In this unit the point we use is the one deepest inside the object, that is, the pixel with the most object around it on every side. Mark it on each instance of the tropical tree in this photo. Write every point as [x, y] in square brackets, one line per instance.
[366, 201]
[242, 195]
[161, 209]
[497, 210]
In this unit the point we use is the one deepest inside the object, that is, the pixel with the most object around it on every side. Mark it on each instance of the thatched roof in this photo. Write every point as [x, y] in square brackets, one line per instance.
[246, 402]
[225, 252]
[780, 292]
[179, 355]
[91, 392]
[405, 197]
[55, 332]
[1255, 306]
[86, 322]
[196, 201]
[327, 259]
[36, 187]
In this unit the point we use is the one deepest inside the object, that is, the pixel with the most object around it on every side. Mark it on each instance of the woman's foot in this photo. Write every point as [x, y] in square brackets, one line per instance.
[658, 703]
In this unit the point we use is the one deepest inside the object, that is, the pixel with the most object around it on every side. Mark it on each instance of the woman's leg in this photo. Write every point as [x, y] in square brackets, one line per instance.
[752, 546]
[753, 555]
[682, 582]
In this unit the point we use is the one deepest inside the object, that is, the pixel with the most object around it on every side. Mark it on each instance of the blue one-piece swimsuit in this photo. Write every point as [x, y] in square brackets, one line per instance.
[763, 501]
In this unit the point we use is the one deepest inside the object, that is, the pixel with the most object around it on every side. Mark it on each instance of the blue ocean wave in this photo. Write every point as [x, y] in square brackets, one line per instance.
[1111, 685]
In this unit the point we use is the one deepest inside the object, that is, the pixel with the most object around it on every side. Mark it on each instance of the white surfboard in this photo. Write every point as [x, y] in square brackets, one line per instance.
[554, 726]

----------

◆ The exercise ◆
Copy out every row above word for word, in the order given.

◆ Response to the task ◆
In this unit the point we use is the one deepest inside the object, that is, the pixel with the most object around it on every side. Mark it on each instance of the tropical tree in this photo. Write every point as [x, y] in square brackets, one line per instance.
[366, 201]
[242, 195]
[161, 209]
[497, 210]
In this unit the point we use is the one deepest inside the object, that is, the pixel with the most object around it on every side. Mark it on each instance of the thatched roof in this photo. Write every point as [x, y] in square brackets, one line per instance.
[246, 402]
[225, 252]
[780, 292]
[179, 355]
[91, 392]
[405, 197]
[55, 332]
[1255, 306]
[86, 322]
[196, 201]
[327, 259]
[36, 187]
In this unit the point we use is the one deepest inside the object, that is, the pixel with the most object around it on every side. Mark it on each instance of the woman's foot in this photo. Write every point as [x, y] in square brackets, one line per instance.
[658, 703]
In this unit the point we use is the one deepest inside the object, that is, the pixel with the most object around it on every side. Mark it on each instance of the woman's leg in this photo. Write every point as [x, y] in square brackets, one line per instance.
[752, 546]
[753, 555]
[682, 582]
In this unit the point we use is the one deepest inside the object, that is, the pixel with the most object around it on every side. Mark it on each instance of the blue one-piece swimsuit in this photo. Write every point as [x, y] in square brackets, one line per instance.
[763, 501]
In this unit the point we use is the one deepest inside the object, that is, the pixel with the most object around it on every side. Mark it on each instance of the blue ocean wave in this photo. Write every point as [x, y] in square brackets, one line per instance.
[1111, 685]
In this unit the point we use is the one deepest inside the object, that is, the pixel with the most object around it on every side. Mark it on each instance of the white surfboard in this photo. Write every point as [x, y] in square brackets, one line per instance.
[554, 726]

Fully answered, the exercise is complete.